§ What you need to do
Identify every line below that contains the word "dirt", and copy each one in full. Case counts.

• • • • •

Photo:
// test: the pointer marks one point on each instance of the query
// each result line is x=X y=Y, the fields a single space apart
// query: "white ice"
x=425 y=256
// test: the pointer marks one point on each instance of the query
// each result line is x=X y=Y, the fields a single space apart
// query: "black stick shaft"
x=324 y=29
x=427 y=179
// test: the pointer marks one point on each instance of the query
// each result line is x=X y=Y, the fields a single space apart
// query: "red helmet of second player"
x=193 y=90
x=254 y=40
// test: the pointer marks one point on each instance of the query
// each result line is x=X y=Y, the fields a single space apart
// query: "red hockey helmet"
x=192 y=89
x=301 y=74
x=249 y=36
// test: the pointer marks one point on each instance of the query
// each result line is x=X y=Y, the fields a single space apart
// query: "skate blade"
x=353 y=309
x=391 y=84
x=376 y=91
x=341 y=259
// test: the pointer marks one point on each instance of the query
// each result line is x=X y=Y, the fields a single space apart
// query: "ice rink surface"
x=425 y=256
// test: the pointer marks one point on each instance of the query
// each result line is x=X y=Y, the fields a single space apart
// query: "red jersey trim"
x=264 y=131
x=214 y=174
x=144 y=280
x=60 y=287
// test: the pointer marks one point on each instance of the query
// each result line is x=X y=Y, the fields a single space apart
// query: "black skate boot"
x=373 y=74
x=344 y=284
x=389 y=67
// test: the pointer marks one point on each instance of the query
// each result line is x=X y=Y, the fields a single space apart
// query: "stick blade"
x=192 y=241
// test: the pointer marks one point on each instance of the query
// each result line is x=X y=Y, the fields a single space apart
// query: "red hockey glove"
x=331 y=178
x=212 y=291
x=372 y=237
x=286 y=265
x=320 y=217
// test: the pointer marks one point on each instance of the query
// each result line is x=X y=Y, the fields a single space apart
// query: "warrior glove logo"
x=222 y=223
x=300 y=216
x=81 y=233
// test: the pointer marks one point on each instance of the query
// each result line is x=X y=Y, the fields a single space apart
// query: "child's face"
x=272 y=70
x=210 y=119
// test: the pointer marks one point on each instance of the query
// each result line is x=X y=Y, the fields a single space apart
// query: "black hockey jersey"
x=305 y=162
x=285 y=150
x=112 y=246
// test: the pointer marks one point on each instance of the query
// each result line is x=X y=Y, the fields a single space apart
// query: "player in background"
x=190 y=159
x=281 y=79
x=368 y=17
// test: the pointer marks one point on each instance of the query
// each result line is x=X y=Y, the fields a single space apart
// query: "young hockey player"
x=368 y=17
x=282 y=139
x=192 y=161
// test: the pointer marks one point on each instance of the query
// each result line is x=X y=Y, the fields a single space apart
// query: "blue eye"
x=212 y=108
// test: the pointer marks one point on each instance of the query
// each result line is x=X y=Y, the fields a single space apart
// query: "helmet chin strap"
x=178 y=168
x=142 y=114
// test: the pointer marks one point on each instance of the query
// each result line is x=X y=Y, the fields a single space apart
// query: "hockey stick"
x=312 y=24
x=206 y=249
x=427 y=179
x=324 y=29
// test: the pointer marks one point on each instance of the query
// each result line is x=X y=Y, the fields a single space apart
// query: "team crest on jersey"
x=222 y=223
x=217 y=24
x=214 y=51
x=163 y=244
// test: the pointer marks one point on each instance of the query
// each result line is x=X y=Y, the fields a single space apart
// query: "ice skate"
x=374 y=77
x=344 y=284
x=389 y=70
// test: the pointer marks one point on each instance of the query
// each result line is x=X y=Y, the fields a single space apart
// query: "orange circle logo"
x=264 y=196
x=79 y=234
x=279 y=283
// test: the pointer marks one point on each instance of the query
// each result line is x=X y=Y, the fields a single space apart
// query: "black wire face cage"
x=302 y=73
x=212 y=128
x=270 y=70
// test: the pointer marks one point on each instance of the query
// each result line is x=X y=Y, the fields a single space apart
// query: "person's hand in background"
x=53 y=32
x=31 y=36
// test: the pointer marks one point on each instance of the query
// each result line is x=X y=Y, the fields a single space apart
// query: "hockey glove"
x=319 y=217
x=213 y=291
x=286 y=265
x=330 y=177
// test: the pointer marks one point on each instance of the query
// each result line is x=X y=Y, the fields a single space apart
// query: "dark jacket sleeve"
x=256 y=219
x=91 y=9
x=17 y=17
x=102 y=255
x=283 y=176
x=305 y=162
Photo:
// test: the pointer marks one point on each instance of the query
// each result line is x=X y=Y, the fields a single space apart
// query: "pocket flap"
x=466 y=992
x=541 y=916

• • • • •

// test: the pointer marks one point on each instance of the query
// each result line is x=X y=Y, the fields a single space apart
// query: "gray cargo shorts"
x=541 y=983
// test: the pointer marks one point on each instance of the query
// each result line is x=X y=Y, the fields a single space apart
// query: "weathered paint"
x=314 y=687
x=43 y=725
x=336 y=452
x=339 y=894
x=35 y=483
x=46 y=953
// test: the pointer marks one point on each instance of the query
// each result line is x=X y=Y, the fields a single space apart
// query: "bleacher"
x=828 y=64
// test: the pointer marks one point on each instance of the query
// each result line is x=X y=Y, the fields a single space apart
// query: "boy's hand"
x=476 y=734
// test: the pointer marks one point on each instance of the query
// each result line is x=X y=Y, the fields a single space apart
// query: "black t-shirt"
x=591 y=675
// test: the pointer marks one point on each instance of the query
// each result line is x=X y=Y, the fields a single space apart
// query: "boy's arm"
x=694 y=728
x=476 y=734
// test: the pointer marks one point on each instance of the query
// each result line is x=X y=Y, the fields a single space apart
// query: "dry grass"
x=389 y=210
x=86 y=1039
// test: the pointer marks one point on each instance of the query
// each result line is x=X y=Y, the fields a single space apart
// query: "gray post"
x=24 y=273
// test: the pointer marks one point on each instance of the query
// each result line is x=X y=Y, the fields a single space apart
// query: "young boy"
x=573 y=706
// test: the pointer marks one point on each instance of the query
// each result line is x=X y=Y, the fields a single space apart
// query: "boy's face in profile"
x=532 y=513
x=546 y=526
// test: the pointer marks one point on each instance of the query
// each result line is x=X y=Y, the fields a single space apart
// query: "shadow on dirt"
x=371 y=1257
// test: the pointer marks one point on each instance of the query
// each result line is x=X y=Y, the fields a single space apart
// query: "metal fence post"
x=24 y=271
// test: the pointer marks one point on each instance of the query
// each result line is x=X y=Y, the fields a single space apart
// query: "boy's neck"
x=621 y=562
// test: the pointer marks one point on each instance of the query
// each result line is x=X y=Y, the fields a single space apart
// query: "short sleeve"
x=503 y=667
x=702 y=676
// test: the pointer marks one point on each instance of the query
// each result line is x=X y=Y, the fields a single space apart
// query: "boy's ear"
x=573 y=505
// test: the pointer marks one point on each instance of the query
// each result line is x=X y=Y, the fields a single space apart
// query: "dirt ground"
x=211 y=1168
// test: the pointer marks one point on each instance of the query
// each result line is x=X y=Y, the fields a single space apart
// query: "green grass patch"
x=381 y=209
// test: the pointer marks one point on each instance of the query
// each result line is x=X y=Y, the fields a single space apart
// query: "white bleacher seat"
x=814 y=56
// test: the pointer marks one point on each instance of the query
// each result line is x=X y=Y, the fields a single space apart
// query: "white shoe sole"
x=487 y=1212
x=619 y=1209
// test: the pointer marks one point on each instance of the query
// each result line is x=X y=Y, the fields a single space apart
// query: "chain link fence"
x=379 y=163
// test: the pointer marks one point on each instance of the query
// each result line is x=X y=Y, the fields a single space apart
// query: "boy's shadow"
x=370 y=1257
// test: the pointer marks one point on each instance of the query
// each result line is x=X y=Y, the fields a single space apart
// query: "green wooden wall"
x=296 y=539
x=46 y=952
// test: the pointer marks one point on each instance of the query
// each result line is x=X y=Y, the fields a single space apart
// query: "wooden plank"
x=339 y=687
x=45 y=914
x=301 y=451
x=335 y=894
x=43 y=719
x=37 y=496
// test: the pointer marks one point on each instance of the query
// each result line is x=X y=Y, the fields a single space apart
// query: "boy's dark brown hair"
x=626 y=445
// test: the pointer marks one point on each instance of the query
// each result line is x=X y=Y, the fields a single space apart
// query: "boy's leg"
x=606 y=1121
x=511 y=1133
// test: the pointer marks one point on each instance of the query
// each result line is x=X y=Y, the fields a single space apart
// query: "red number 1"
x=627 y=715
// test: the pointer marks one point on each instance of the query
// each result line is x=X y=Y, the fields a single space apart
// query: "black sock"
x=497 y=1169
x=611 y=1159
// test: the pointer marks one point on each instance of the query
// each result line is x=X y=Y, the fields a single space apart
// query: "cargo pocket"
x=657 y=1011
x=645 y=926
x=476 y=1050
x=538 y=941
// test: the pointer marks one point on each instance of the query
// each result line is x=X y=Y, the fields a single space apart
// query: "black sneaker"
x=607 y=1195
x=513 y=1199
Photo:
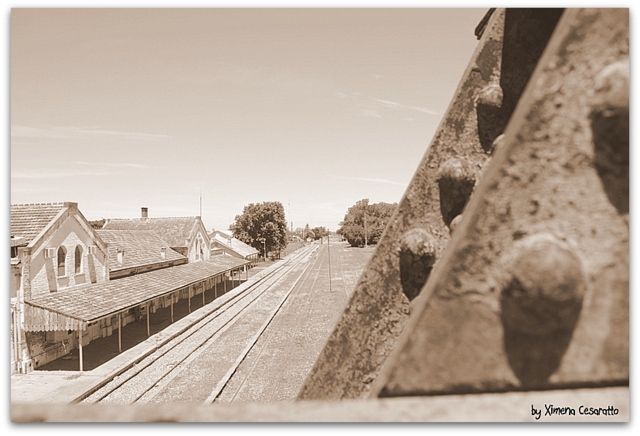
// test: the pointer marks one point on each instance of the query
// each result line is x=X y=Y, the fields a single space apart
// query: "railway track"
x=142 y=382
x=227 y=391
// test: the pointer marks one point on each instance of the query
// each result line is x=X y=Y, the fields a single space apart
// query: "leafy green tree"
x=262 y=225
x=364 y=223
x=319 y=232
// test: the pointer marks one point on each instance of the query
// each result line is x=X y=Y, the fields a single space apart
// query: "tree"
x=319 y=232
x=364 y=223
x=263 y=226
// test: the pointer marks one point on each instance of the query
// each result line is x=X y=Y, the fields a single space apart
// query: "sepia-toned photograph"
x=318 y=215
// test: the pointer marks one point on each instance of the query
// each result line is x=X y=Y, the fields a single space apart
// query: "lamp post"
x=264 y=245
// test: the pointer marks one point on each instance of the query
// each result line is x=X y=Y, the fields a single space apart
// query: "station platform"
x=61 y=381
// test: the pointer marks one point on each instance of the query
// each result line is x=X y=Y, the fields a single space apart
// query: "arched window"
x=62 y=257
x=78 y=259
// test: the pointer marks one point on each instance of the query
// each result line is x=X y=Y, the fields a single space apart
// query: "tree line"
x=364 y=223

• • • • •

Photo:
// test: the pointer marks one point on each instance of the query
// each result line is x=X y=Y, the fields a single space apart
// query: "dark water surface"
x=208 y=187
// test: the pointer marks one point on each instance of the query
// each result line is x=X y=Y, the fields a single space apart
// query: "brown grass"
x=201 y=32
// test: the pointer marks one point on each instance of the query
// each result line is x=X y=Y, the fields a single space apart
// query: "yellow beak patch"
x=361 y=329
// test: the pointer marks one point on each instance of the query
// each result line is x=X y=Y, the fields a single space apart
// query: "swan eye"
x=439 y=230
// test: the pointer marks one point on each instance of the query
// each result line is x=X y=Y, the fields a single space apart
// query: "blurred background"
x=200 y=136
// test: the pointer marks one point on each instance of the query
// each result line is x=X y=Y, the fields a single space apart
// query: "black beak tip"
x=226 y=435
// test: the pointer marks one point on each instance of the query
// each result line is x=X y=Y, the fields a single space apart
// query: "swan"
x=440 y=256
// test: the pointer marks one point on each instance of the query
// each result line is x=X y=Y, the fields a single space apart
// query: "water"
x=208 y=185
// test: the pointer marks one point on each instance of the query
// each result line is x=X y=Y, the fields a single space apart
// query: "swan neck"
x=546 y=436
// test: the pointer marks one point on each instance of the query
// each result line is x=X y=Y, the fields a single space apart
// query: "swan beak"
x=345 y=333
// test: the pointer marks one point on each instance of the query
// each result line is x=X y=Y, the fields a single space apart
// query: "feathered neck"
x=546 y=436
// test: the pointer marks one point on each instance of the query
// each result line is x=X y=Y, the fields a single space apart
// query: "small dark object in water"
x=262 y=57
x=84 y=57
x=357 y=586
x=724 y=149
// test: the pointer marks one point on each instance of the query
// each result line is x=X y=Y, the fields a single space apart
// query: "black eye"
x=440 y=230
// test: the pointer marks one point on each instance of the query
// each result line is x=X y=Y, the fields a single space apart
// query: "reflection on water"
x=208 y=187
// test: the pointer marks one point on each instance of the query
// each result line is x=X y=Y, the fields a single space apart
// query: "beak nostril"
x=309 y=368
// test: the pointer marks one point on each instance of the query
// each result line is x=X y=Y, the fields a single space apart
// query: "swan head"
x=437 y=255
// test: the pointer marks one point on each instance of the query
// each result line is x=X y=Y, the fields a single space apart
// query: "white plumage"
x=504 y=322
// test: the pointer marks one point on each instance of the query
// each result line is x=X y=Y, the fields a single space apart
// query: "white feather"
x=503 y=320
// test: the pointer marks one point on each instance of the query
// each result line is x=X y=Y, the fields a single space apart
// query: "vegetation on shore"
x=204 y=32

• • • • •

§ Correct answer
// query: "shadow on dirt"
// query: "dirt ground"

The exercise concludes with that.